--- Selected text Enclosed Below ---

Despite the importance of TD management, especially in its early stages, the identification of TD in itself is a challenge. Moreover, TD needs to be well-understood once it is identified in order to be properly managed. For example, if a developer implements a workaround in the code and wraps it within a conditional statement (e.g. if-statement), other developers in the team may not know that this is a TD-carrying statement. To make it visible, the developer writes a comment that describes the TD. Such comments flag Self-Admitted Technical Debt (SATD) (Potdar and Shihab 2014).

The majority of existing work (Potdar and Shihab 2014; Maldonado and Shihab 2015; de Freitas Farias et al. 2015; da Silva Maldonado et al. 2017; Huang et al. 2018; Yan et al. 2018; Wattanakriengkrai et al. 2018; Maipradit et al. 2020, 2020) has focused on developing tool support for detecting if a code comment flags SATD. They presume the existence of such comments attached to code fragments that contain technical debt. However, this presumption does not always hold in practice. There are many instances where TD in code is not explicitly acknowledged in the form of a comment. In these cases, there is a need for automated machinery which can: (i) determine if a given code fragment introduces technical debt; and if so, (ii) generate the appropriate (self-admitting) comment that can be attached to the code. However, proposals to provide this kind of support is currently missing in the literature.

--- End of Enclosed Selected text ---
--- Given data Enclosed Below ---

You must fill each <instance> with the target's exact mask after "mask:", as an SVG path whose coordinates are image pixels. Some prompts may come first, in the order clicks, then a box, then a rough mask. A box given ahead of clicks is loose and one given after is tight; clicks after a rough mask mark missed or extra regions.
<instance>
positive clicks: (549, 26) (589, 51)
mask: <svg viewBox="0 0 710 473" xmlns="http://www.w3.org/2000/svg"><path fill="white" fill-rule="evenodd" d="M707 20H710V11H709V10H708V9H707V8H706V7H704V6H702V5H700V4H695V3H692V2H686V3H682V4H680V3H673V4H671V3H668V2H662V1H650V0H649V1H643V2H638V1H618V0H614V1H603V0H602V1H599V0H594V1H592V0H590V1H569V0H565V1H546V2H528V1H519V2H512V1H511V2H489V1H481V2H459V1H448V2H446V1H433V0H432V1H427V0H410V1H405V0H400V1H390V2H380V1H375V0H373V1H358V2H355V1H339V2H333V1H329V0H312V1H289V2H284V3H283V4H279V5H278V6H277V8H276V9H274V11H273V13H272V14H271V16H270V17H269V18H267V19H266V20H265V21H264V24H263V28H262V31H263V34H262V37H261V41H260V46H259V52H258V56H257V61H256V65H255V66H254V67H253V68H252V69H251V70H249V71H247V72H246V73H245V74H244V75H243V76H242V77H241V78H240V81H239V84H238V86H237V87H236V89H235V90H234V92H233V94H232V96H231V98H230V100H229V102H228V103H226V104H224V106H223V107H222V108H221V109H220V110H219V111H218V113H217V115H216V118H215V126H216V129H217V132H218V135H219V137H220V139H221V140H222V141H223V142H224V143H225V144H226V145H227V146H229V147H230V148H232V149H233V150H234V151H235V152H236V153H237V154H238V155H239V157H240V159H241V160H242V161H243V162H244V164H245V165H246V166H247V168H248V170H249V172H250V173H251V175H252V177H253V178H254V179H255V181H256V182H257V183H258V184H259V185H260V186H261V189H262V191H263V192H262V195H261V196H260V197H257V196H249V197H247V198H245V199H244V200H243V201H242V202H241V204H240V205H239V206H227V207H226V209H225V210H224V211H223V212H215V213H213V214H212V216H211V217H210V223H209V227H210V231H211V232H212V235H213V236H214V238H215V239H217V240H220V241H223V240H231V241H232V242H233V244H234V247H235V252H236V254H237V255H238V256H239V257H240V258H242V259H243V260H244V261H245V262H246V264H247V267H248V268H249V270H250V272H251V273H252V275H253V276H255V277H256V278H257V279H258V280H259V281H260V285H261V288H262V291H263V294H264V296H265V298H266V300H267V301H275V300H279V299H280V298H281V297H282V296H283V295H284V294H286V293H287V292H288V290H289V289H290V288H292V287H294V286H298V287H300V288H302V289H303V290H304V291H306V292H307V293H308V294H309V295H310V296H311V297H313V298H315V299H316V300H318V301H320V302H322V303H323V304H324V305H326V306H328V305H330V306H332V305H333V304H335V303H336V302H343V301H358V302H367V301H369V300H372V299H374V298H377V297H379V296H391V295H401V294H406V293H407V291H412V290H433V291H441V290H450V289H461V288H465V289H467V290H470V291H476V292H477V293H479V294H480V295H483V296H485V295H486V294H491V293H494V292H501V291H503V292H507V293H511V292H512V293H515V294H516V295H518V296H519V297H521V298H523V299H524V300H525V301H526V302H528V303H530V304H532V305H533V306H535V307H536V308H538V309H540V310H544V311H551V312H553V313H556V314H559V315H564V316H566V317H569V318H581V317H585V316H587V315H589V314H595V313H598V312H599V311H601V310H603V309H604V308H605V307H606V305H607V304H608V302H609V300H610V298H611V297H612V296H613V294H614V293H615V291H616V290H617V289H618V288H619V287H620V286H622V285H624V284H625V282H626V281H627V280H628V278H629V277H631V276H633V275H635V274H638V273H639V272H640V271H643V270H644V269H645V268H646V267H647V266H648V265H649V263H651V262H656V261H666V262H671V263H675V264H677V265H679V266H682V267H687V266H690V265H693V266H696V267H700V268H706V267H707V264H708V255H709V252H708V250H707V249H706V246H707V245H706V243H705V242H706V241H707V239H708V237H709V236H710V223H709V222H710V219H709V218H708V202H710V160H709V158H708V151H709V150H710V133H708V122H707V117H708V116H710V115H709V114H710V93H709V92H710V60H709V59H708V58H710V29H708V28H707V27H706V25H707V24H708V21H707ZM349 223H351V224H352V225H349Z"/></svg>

--- End of Enclosed Given data ---

■ **What this exercise asks**:
1. In the passage on self-admitted technical debt, what does the developer write to make a workaround wrapped in a conditional statement visible to the rest of the team?
2. Can you carry on the passage on self-admitted technical debt from its final sentence?
The material has no connection to the passage on self-admitted technical debt.

■ **Solved problems**:
1. A comment that describes the technical debt.

2.
In this paper, we propose a framework that provides two levels of support: SATD recommendation and SATD description. Given a code fragment as input, our Self-Admitted Technical Debt Identification and Description framework (SATDID) determines/identifies if technical debt should be self-admitted for this code fragment (level 1), and then automatically generates a comment admitting and describing the detected technical debt instance (level 2). SATDID can be used on-the-fly to recommend and describe potential SATD as the developers writes the code. This way, TD can be prevented before its occurrence. We explore and evaluate the capabilities of different machine/deep learning approaches in implementing SATDID and providing these levels of support.

Although our approach can generally be applied to any size and type of code fragments, our focus in this study is on conditional statements. Conditionals are prominent in the context of technical debts. Kruchten et al. (2019) place “quick-and-dirty” conditional statements on the top of their TD example list for managing technical debt. In addition, previous studies (e.g. Zampetti et al. 2020, 2018) found that SATD comments were often associated with conditional statements.

Our contribution in this paper is as follows:

  1. 1.

    A dual-layered framework for SATD management: To the best of our knowledge, SATDID is the first to provide two levels of support for SATD management, i.e. SATD recommendation and SATD comment generation.

  2. 2.

    Leveraging machine/deep learning for SATD management: SATDID consists of different machine/deep learning components that are carefully developed and improves the results over all the baselines.

  3. 3.

    We build and publish the first dataset of labelled SATD and non-SATD code-comment pairs consisting of conditional statements and their associated comments. We also made our code-base and experiment reports publicly availableFootnote 1.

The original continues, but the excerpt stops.